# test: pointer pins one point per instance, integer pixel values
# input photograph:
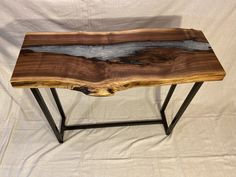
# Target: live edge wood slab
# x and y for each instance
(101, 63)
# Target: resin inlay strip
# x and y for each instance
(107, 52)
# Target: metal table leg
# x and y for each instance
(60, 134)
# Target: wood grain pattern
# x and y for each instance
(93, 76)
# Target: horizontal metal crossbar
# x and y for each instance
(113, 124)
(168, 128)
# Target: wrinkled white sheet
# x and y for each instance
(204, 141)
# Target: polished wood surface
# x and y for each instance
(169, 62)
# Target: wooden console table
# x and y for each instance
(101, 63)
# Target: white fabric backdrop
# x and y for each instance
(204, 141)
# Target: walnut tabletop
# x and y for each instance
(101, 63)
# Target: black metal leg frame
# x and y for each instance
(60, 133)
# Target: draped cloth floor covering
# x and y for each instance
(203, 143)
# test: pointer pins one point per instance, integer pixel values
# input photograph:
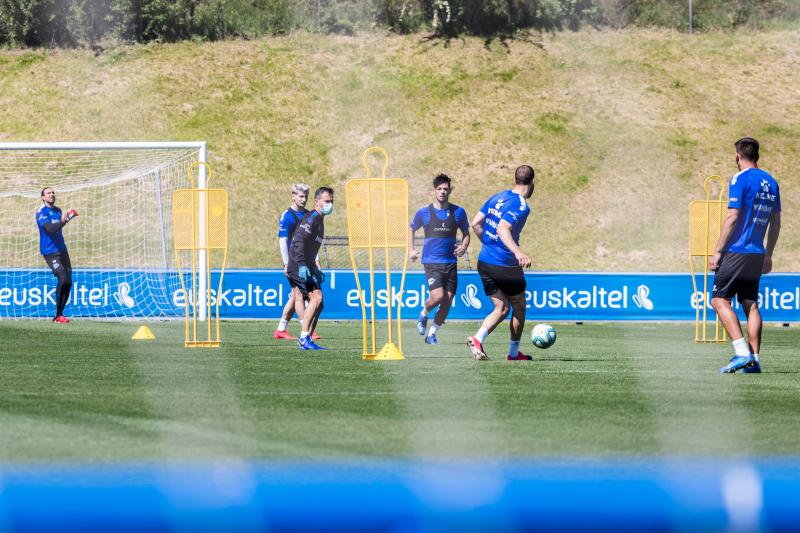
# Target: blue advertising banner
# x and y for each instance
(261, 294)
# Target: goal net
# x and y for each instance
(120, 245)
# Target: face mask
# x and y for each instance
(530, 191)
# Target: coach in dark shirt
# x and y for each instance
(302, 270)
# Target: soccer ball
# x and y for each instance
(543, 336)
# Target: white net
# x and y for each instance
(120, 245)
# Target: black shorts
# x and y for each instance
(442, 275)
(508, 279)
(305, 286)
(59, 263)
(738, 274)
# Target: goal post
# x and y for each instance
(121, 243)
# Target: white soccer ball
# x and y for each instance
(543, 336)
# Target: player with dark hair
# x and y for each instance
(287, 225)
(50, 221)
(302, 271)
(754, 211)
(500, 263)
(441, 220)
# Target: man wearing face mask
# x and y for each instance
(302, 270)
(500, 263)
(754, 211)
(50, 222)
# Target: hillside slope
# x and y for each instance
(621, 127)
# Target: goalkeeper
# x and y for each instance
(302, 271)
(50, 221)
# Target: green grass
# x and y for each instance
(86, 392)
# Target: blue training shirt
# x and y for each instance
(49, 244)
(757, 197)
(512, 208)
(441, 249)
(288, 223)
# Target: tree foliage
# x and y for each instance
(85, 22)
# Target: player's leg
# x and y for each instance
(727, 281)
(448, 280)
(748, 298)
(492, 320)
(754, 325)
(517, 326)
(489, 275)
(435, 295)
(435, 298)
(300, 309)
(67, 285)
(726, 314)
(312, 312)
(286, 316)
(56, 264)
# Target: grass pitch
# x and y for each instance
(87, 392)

----------

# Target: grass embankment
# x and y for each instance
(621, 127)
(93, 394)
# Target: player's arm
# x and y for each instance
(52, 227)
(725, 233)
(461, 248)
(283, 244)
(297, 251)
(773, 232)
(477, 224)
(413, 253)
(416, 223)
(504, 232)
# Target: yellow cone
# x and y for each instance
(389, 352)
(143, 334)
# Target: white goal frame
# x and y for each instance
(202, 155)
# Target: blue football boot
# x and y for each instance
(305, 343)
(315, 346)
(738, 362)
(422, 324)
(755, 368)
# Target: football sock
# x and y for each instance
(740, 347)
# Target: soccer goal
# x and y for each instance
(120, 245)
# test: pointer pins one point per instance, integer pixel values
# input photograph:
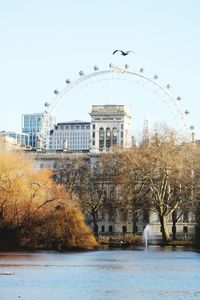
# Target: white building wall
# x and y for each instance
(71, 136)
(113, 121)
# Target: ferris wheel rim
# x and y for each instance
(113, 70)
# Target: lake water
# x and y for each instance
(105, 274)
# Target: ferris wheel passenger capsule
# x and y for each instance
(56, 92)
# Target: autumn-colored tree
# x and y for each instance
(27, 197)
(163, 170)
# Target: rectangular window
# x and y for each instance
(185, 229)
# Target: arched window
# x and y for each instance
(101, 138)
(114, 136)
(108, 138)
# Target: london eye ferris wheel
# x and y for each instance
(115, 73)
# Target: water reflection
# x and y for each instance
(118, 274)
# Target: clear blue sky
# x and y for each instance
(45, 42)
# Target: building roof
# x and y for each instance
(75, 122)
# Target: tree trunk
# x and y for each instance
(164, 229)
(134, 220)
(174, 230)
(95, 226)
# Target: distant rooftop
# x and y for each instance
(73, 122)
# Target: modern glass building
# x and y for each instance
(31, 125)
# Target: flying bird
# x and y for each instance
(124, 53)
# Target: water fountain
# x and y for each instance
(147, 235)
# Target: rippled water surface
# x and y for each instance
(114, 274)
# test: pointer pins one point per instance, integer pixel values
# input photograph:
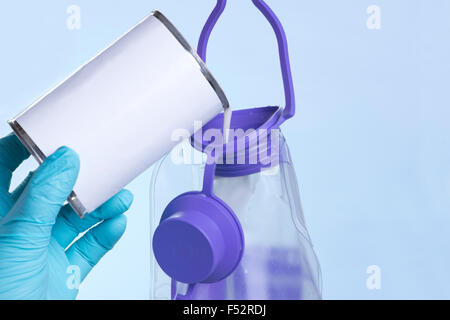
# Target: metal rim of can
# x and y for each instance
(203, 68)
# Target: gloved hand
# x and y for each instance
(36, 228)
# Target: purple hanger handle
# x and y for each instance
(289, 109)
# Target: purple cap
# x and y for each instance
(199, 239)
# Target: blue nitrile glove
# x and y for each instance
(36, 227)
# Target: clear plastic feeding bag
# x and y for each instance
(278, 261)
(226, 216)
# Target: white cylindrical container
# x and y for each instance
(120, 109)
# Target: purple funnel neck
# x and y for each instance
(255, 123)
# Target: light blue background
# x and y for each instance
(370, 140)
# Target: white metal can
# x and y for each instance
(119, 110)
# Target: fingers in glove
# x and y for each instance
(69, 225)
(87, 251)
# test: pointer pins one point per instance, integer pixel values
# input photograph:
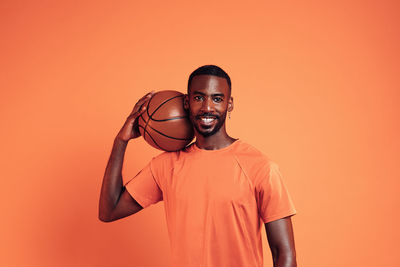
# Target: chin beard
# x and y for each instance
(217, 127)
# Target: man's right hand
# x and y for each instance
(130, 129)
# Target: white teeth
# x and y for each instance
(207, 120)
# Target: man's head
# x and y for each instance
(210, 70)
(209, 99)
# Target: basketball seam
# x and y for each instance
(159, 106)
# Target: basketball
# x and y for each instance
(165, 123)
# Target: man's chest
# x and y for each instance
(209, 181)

----------

Problem requirements: Pick out and copy every line in the records above that contains the word "football".

Answer below:
# Target: blue football boot
# Target: football sock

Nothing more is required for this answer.